Tarefas propostas:
[1] Segundo o texto sobre Colombo, em que ano ele se estabeleceu em Portugal?
[2] Com base no texto sobre Colombo, explique por que o navegador ficou mais convencido do que nunca da existência de novas rotas marítimas.
[3] Transcreva do texto sobre Colombo o trecho que vai de "No encerramento das" até "depoimento da História.", inclusive.

Texto selecionado:
==================================================

Theresa Catharina de Góes Campos

     
QUANDO A HISTÓRIA DESFAZ INJUSTIÇAS

No encerramento das comemorações, realizadas no mundo inteiro, do quinto centenário do descobrimento da América, se faz necessária uma reflexão profunda, não somente sobre o escopo universal do fato, mas também sobre as inúmeras injustiças que, no seu tempo, foram feitas ao navegador Cristóvão Colombo. Aliás, desde a Antigüidade, ambições e rivalidades pessoais colocam num plano inferior homens e mulheres notáveis que, dotados de uma visão avançada, terão seu valor reconhecido apenas depois de sua morte, graças ao depoimento da História.

Atualmente, a Itália não deixa que se esqueça o nascimento de Colombo em Gênova, no ano de 1451. Ocorre, porém, que o filho do tecelão Domenico Colombo e Susana Fontanarossa - o primogênito de cinco irmãos - aos 14 anos deu início à sua carreira de marinheiro. Participando, como adolescente, de viagens pelo Mediterrâneo, demonstrava conhecimento de aritmética, geometria, geografia e astrologia, além de complementar sua experiência náutica com o auxílio de leituras, sobretudo relatos de expedições da época. O naufrágio de que foi vítima deu-lhe a oportunidade de, em 1476, estabelecer-se em Portugal, que estava em pleno período de navegações. Singrando o norte e o sul do Atlântico, documentou-se sua chegada a Bristol, fazendo-se, então, referência a uma ilha - talvez Terra Nova - chamada Brasil. Como acontece com todas as pessoas capazes de grandes empreendimentos, Colombo tinha um sonho muito especial, ou melhor, um plano que, pelo menos para ele, tinha bases sólidas, realistas. Sua mente esclarecida inspirou-lhe a determinação de abrir novos caminhos para as Índias e achar novas terras. Experimentando o ambiente desbravador das conquistas marítimas lusitanas, concebeu o projeto de viagem ao Oriente através de novas rotas pelo Ocidente.

SONHO DE UM DOM QUIXOTE ?

Ao se pesquisar a vida de Cristóvão Colombo não temos dificuldade em compreender que os acontecimentos de caráter particular encontram-se entremeados às suas atividades profissionais. Escolhe para esposa, por exemplo, Filipa Moniz, filha natural do navegador Bartolomeu Perestelo. Debruçado sobre os livros e mapas do sogro, fica mais convencido do que nunca da existência de novas rotas marítimas. Na evolução de seu pensamento, semelhante ao Prometeu da mitologia greco-romana, antevê terras desconhecidas à sua espera. Todavia, é em vão que tenta convencer as autoridades de Portugal quanto à viabilidade e aos benefícios econômicos de seus planos.

==================================================

Material coletado:
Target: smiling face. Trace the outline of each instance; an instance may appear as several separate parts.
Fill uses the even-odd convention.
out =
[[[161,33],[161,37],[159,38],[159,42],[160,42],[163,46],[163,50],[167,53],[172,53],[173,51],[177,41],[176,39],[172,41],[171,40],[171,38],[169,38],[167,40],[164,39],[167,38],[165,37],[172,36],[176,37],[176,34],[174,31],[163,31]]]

==================================================

Respostas:
[1] Em 1476.

[2] Colombo ficou mais convencido do que nunca porque se debruçou sobre os livros e mapas do sogro, o navegador Bartolomeu Perestelo, pai de sua esposa, Filipa Moniz.

[3]
No encerramento das comemorações, realizadas no mundo inteiro, do quinto centenário do descobrimento da América, se faz necessária uma reflexão profunda, não somente sobre o escopo universal do fato, mas também sobre as inúmeras injustiças que, no seu tempo, foram feitas ao navegador Cristóvão Colombo. Aliás, desde a Antigüidade, ambições e rivalidades pessoais colocam num plano inferior homens e mulheres notáveis que, dotados de uma visão avançada, terão seu valor reconhecido apenas depois de sua morte, graças ao depoimento da História.